TO-DO LIST —
• 1. In the hair-care thread, what is the full name of the product called Surge?
• 2. Summarize the hair-care thread in three sentences.

EXCERPTED TEXT —

— START —

Since you have been using it for so long, would you say that it did make your hair grow faster? How much growth roughly would you say you attained? And do you have any suggestions for an everyday LIGHT oil, or hair dressing that really helps with breakage. Now I have a press, so anything that is a creme or water based is out. I have been using WGO going on three months, and I don't think its doing anything too dramtic for me yet. How do you use it?


----------



## sugarquayn (Jan 6, 2006)

Originally Posted by *diablo2g* What's Surge and MTG? MTG is technically an equestrian grooming oil that is sold on horse and veteranarian web sites. Some Afr-Ame. women use this oil and swear it makes your hair grow like crazy. The main ingredient is sulphur, which can aid in hair growth. I've been using MTG for a little over a month now, but because my hair is extremely coiled, it's hard to tell how much, if any, growth has occurred b/c of MTG. Also, I 've been wearing wigs lately for the winter. I will say that since I've been using it that I've had a lot less shedding when I wash my hair.


----------



## LipglossQueen (Jan 6, 2006)

The full name is actually Surge Plus 14 and it's a hair spray which claims increased growth rate in 14 days, I plan to try out as I heard good things, some people say they got a reaction to it, so you might want to test it in the crease of your elbow.


----------

— END —

MATERIAL PROVIDED —
— START —

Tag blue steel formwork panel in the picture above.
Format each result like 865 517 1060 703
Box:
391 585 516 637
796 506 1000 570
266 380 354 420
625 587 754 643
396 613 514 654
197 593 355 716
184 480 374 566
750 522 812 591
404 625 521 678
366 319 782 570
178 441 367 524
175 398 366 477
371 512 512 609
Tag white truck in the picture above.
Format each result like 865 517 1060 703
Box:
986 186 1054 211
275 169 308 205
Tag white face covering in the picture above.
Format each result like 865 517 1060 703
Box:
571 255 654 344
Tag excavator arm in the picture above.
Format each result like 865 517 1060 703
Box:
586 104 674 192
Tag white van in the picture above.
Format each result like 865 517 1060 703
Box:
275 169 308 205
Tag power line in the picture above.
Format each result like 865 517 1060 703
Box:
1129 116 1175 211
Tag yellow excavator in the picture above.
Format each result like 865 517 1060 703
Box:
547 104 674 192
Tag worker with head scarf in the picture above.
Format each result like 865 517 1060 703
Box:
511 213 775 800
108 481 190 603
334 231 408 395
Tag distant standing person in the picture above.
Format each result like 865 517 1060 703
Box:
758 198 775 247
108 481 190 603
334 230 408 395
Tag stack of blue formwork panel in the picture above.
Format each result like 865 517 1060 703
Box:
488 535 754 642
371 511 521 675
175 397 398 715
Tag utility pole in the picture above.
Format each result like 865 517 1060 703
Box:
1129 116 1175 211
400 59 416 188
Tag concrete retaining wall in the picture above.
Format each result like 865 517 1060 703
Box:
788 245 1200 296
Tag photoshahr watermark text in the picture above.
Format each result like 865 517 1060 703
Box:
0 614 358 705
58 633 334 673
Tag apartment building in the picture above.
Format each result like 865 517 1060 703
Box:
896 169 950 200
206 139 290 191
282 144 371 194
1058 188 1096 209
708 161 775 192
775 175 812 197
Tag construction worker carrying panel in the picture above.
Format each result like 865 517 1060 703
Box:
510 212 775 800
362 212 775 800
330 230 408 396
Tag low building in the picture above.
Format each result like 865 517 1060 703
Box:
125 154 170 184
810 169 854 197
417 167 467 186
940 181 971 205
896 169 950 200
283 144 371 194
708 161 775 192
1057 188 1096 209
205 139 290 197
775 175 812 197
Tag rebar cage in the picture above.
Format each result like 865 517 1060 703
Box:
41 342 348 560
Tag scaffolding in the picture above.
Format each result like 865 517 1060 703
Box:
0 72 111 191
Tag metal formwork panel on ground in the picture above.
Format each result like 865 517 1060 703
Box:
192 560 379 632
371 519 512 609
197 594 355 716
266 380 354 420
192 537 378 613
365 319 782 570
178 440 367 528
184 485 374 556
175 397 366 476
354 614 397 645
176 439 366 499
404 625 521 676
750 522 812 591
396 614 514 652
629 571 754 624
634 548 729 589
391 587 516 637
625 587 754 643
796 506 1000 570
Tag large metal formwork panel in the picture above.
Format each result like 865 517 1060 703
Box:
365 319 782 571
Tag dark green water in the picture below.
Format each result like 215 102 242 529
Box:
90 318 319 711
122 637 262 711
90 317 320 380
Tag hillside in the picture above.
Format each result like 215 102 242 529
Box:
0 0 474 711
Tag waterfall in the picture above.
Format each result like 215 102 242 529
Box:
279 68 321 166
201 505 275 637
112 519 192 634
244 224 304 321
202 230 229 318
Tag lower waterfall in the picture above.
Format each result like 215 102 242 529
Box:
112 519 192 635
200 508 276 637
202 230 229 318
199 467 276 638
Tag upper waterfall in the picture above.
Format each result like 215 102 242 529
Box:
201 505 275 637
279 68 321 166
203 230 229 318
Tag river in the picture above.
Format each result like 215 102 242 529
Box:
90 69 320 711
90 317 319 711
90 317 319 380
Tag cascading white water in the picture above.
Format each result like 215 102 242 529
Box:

— END —

EXPECTED OUTPUTS —
• 1. Surge Plus 14.

• 2. A poster who has used WGO for nearly three months without dramatic results asks how much growth it produced and how to use it. That poster also requests a light everyday oil or dressing that helps with breakage and is not creme or water based. In replies, MTG is described as a sulfur-based equestrian grooming oil that one user credits with less shedding, and Surge is identified as Surge Plus 14, a growth spray that should be tested in the crease of the elbow because some people have reacted to it.